# Tasks to carry out
A – In the rows, rename "sandy" to "muddy" throughout the stretch from the line containing "the concrete pier" through the line containing "pixel 242 577", and return only those lines with nothing else altered.
B – Write the next part of the HighGrabber package description, picking up right after its last sentence.

Metadata-Version: 2.4
Name: highgrabber
Version: 0.1.2
Summary: Bulk-download Hightail Spaces links with automated browser auth
Project-URL: Homepage, https://github.com/auxren/HighGrabber
Project-URL: Issues, https://github.com/auxren/HighGrabber/issues
License: MIT
License-File: LICENSE
Keywords: archive,bulk,download,hightail
Classifier: Development Status :: 4 - Beta
Classifier: Environment :: Console
Classifier: License :: OSI Approved :: MIT License
Classifier: Operating System :: MacOS
Classifier: Operating System :: Microsoft :: Windows
Classifier: Operating System :: POSIX :: Linux
Classifier: Programming Language :: Python :: 3
Classifier: Programming Language :: Python :: 3.10
Classifier: Programming Language :: Python :: 3.11
Classifier: Programming Language :: Python :: 3.12
Classifier: Programming Language :: Python :: 3.13
Requires-Python: >=3.10
Requires-Dist: httpx[http2]>=0.27
Requires-Dist: keyring>=24
Requires-Dist: platformdirs>=4
Requires-Dist: playwright>=1.40
Requires-Dist: rich>=13
Provides-Extra: dev
Requires-Dist: pyinstaller>=6; extra == 'dev'
Requires-Dist: pytest>=8; extra == 'dev'
Description-Content-Type: text/markdown

# HighGrabber

Bulk-download from [Hightail Spaces](https://spaces.hightail.com) `receive`
links. Give it a URL, a list of URLs, or a messy document with links buried
in prose — HighGrabber finds them, logs you in once via your browser, and
pulls every file to a destination you choose (auto-unzipping by default).

# Input material
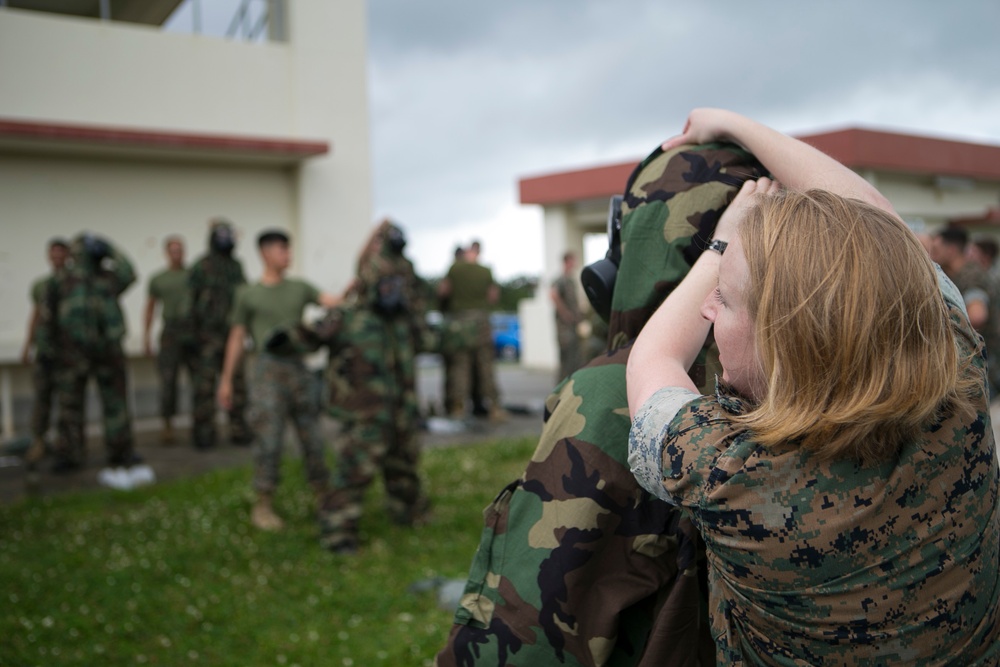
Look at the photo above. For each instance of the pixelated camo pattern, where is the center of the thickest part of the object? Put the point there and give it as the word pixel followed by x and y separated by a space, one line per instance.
pixel 830 586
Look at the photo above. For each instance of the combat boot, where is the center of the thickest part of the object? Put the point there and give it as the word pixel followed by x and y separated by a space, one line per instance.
pixel 263 517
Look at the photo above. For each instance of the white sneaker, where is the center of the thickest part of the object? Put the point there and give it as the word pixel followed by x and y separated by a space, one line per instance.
pixel 141 475
pixel 115 478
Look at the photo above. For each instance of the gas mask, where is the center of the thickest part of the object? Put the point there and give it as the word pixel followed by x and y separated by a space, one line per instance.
pixel 395 240
pixel 222 239
pixel 598 279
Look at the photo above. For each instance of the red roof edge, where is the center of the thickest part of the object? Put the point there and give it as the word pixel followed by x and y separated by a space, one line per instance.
pixel 573 185
pixel 159 139
pixel 854 147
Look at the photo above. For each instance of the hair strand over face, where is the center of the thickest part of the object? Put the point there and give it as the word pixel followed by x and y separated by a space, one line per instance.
pixel 852 333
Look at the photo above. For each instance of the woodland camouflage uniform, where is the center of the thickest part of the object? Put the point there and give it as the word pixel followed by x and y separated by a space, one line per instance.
pixel 43 371
pixel 213 282
pixel 372 390
pixel 82 323
pixel 577 564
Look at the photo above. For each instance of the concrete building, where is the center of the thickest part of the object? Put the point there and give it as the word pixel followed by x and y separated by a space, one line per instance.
pixel 929 181
pixel 110 124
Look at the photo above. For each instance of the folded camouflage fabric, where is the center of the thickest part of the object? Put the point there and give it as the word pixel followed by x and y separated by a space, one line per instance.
pixel 578 565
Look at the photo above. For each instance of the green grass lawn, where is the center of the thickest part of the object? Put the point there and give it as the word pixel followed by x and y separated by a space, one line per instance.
pixel 174 574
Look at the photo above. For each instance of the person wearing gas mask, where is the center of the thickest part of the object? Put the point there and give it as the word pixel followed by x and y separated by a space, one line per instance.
pixel 373 340
pixel 577 563
pixel 212 283
pixel 43 360
pixel 82 321
pixel 168 289
pixel 280 385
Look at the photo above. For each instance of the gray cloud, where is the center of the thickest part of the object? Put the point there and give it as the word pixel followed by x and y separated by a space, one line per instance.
pixel 466 97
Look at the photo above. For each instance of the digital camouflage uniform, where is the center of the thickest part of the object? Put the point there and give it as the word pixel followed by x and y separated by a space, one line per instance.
pixel 43 373
pixel 177 341
pixel 577 564
pixel 372 391
pixel 213 282
pixel 281 387
pixel 830 564
pixel 82 321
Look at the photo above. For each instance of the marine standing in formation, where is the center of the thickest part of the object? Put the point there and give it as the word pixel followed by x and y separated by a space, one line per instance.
pixel 568 317
pixel 82 320
pixel 169 287
pixel 373 388
pixel 471 292
pixel 213 282
pixel 281 386
pixel 44 369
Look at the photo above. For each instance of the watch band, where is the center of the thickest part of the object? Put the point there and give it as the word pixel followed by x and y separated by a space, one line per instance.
pixel 718 246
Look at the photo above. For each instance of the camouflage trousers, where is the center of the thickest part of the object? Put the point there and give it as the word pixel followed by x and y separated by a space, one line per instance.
pixel 108 369
pixel 280 388
pixel 43 378
pixel 367 448
pixel 211 352
pixel 176 350
pixel 472 363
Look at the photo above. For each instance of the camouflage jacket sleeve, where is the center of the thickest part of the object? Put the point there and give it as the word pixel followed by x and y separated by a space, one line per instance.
pixel 122 271
pixel 306 338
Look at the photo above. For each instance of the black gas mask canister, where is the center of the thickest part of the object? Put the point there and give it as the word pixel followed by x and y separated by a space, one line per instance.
pixel 598 279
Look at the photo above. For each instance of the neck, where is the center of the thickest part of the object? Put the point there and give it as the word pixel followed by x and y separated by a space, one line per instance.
pixel 272 276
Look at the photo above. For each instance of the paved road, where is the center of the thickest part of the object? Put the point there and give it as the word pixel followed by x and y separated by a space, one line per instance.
pixel 522 390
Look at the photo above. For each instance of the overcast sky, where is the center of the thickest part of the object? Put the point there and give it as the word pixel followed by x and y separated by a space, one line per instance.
pixel 467 97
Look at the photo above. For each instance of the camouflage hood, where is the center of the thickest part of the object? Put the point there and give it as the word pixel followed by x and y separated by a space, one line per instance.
pixel 672 202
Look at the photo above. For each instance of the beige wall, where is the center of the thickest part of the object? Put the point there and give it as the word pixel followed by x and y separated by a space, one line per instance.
pixel 135 205
pixel 79 71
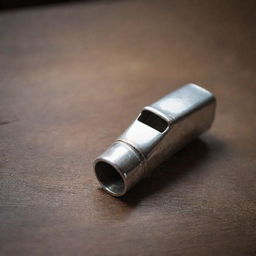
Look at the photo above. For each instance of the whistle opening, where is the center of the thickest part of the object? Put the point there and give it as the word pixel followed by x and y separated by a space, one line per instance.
pixel 153 120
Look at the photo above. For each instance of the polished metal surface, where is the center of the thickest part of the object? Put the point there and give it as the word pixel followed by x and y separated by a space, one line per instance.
pixel 160 130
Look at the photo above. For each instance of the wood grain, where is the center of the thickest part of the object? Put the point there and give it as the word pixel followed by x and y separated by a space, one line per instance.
pixel 72 77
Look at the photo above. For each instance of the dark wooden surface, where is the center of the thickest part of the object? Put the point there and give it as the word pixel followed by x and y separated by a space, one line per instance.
pixel 73 77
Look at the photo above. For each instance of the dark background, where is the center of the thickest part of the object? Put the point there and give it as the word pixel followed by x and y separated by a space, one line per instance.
pixel 72 78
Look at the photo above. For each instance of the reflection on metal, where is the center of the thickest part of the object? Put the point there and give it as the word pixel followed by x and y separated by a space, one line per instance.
pixel 159 131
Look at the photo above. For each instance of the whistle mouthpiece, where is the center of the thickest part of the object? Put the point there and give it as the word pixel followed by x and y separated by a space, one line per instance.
pixel 159 131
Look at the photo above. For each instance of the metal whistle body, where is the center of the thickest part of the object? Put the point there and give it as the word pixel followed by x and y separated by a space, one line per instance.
pixel 160 130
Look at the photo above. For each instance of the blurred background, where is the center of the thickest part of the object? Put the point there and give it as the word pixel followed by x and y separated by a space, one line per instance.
pixel 73 75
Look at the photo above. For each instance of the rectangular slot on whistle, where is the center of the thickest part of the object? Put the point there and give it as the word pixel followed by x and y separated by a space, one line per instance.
pixel 153 120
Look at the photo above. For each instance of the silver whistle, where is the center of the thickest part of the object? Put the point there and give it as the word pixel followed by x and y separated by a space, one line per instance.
pixel 160 130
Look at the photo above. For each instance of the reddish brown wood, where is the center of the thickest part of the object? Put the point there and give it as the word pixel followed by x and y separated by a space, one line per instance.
pixel 72 77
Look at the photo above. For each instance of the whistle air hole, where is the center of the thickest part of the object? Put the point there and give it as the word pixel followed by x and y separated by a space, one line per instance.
pixel 109 177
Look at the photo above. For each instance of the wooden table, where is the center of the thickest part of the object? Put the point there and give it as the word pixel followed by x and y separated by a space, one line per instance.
pixel 73 77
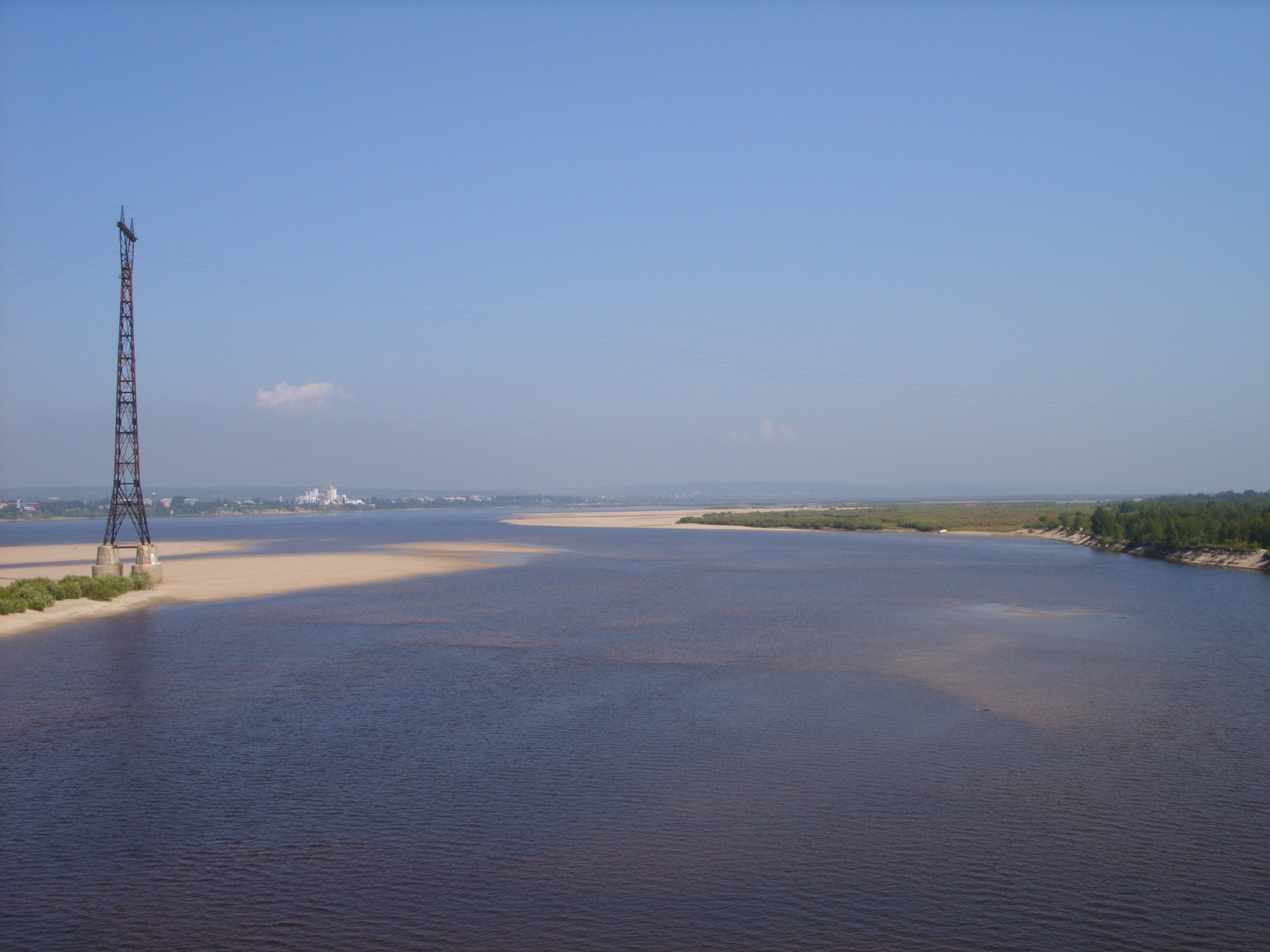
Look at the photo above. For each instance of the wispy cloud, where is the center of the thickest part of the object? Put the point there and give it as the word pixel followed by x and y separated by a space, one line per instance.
pixel 303 399
pixel 768 429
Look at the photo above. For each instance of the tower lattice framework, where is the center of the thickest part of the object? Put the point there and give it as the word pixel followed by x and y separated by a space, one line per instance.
pixel 126 499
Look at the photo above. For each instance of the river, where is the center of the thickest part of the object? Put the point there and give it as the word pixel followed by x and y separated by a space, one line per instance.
pixel 648 740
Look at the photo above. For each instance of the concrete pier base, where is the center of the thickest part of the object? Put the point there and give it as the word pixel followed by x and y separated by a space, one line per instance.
pixel 148 564
pixel 107 562
pixel 154 572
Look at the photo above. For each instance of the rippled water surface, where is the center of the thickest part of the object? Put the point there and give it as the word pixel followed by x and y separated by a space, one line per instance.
pixel 649 740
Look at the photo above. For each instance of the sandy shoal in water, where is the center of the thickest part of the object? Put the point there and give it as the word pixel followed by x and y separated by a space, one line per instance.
pixel 249 577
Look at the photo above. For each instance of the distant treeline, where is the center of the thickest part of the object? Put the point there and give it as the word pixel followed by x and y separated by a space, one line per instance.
pixel 1226 521
pixel 188 506
pixel 923 517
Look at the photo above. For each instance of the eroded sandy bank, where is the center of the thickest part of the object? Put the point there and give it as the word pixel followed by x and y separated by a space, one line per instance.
pixel 249 577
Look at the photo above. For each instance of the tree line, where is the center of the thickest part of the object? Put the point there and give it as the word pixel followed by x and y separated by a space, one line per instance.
pixel 1225 520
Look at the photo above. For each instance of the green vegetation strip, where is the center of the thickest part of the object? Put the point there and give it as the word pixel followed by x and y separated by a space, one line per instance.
pixel 40 595
pixel 983 517
pixel 1237 521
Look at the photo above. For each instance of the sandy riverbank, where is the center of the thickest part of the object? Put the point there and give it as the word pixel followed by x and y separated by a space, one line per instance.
pixel 242 577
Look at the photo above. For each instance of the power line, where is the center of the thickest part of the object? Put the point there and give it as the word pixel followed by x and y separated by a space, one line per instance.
pixel 671 322
pixel 698 360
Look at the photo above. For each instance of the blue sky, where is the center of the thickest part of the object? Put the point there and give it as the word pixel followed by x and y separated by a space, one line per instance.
pixel 553 245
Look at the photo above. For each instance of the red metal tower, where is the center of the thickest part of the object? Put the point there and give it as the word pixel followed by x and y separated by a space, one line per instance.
pixel 126 499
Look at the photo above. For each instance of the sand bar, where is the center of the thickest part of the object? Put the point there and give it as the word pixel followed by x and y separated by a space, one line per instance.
pixel 643 520
pixel 251 577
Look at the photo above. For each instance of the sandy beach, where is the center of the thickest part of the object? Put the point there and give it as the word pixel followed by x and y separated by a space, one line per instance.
pixel 237 577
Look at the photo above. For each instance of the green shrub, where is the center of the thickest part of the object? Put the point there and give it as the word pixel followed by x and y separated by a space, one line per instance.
pixel 37 595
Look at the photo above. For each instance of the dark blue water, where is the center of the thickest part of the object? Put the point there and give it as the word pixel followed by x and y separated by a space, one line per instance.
pixel 649 740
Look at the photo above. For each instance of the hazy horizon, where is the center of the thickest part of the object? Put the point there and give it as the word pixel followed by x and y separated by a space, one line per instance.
pixel 559 247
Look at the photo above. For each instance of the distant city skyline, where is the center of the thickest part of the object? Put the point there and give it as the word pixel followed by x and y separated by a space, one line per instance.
pixel 459 248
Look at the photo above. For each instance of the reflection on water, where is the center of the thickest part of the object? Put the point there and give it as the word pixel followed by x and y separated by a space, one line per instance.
pixel 652 740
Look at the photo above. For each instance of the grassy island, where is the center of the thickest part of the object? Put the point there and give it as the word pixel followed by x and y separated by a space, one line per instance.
pixel 39 595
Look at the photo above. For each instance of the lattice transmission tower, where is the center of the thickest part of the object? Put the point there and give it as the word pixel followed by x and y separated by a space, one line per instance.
pixel 126 499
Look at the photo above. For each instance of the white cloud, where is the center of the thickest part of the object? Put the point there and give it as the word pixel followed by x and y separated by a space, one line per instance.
pixel 296 400
pixel 775 431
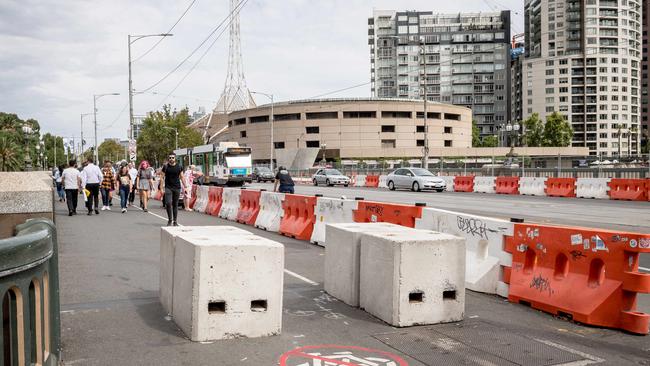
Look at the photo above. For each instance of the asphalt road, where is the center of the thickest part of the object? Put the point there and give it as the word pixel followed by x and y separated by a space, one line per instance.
pixel 111 315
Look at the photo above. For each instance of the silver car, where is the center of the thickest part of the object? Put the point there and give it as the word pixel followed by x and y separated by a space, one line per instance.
pixel 415 179
pixel 330 177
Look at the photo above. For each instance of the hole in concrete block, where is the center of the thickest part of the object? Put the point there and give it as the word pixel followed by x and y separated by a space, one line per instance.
pixel 449 295
pixel 258 305
pixel 217 307
pixel 417 296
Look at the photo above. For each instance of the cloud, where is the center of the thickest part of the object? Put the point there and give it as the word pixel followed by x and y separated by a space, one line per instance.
pixel 57 54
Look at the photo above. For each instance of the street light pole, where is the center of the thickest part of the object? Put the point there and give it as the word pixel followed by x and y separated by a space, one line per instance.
pixel 95 97
pixel 135 38
pixel 270 96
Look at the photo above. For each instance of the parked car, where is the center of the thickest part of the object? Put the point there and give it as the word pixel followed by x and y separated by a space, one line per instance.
pixel 330 177
pixel 415 179
pixel 262 174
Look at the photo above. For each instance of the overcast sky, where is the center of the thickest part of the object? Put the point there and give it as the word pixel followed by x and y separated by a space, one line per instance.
pixel 55 55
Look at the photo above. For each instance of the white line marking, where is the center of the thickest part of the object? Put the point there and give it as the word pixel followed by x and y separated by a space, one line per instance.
pixel 590 359
pixel 305 279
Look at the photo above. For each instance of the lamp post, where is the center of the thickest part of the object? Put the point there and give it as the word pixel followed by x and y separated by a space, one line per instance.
pixel 270 96
pixel 28 160
pixel 132 39
pixel 175 133
pixel 95 97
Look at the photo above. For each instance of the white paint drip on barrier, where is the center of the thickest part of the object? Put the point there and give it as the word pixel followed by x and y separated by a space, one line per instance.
pixel 592 188
pixel 485 242
pixel 331 211
pixel 230 205
pixel 271 211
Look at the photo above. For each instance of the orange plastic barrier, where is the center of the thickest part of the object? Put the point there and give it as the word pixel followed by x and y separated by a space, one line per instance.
pixel 214 201
pixel 298 220
pixel 507 185
pixel 629 189
pixel 193 199
pixel 590 275
pixel 249 206
pixel 464 184
pixel 404 215
pixel 561 187
pixel 372 181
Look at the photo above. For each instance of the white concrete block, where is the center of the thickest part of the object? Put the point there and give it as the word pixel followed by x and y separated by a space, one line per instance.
pixel 413 277
pixel 228 286
pixel 230 205
pixel 167 251
pixel 342 250
pixel 331 211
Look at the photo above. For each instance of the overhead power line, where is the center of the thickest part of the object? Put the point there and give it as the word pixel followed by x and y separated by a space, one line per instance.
pixel 168 32
pixel 239 5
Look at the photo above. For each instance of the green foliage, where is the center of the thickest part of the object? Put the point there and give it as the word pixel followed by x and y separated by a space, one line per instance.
pixel 110 150
pixel 490 141
pixel 155 142
pixel 557 131
pixel 476 135
pixel 534 131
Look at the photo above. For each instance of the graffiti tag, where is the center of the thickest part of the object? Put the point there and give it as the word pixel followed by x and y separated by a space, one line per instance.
pixel 474 227
pixel 541 284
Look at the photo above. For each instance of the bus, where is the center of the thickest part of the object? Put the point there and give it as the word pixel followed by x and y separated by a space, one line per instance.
pixel 223 164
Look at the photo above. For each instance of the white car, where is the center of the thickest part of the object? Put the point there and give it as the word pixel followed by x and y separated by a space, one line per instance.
pixel 330 177
pixel 415 179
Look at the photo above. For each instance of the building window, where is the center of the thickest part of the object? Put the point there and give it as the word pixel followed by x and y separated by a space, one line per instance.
pixel 323 115
pixel 387 144
pixel 258 119
pixel 368 114
pixel 287 117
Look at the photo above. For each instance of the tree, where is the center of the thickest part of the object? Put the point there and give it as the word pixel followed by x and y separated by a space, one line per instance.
pixel 110 150
pixel 476 135
pixel 557 131
pixel 155 142
pixel 10 157
pixel 534 131
pixel 490 141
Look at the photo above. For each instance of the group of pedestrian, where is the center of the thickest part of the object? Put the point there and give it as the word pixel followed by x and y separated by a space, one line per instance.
pixel 94 182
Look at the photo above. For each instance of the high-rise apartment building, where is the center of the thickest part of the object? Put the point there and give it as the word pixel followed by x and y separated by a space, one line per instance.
pixel 583 59
pixel 466 60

# Expected outputs
A –
Look at the photo above. For each instance of the concrete pier base, where is the center of the thickest part of the object? Put the point there and give it as the word pixel followed by x and y separated by a space, one line per instance.
pixel 148 564
pixel 107 562
pixel 154 572
Look at the photo above. For each instance of the rippled water surface, where is the center of the thickest part of the object? Put the point there and give it as the word pixel followed by x and y separated by a space, one line per instance.
pixel 649 740
Look at the photo above. For each instance of the muddy shoal in water, where is the center of the thickest part of the object? Put the point there and give it as the word pixel followed by x and y separated by a space, one line per instance.
pixel 249 577
Look at the photo above. For each instance of the distant treeline, where is the center of the thickest part of the object? Put the point there and give it as the word pixel followed by x and y separated by a space, one line per instance.
pixel 1226 521
pixel 188 506
pixel 923 517
Look at the photo above. For each instance of the eroded muddy bank, where is the center of the thickest part of the object? Put the point there and give it as the word pixel followed by x and y separated by a space, one line per instance.
pixel 249 577
Look at the photo above. For each instance of the tree line, where is the center of the thickest part of the object? Put the point there and give it as the word pixel followed by x and y separated by a space, one line per instance.
pixel 1225 520
Look at the photo above. For each instance of the green vegetation strip, where is the center of the thickest part of the object? Put the point there and give it as the word pixel followed by x and y separated by a space, one line per instance.
pixel 40 595
pixel 983 517
pixel 1237 521
Look at the photo above. For each instance of the muddy riverbank, where is the center of the thickest part of the object? Put the point there and give it as the word pixel followed by x and y separated by a space, one line per instance.
pixel 242 577

B –
Works on macOS, Windows, and Linux.

---

## Why

Hightail's web UI lets you download files one space at a time, serially,
through the browser. If a friend shares fifty concert archives, clicking
through fifty tabs and drag-extracting fifty ZIPs is a long afternoon.
HighGrabber does it in one command.

It handles the two annoying parts of automating Hightail:

1. **Login is gated by a WAF + CAPTCHA**, so scripted HTTP login won't work.
   HighGrabber opens a real Chromium window the first time, you sign in once,
   and it reuses the session cookie on every run afterward.
2. **Hightail rate-limits aggressive clients** by returning `HTTP 200` with an
   empty body. HighGrabber detects this, backs off exponentially, and resumes
   partial downloads via `Range` headers.

## Install

Requires **Python 3.10+**.

### With pipx (recommended)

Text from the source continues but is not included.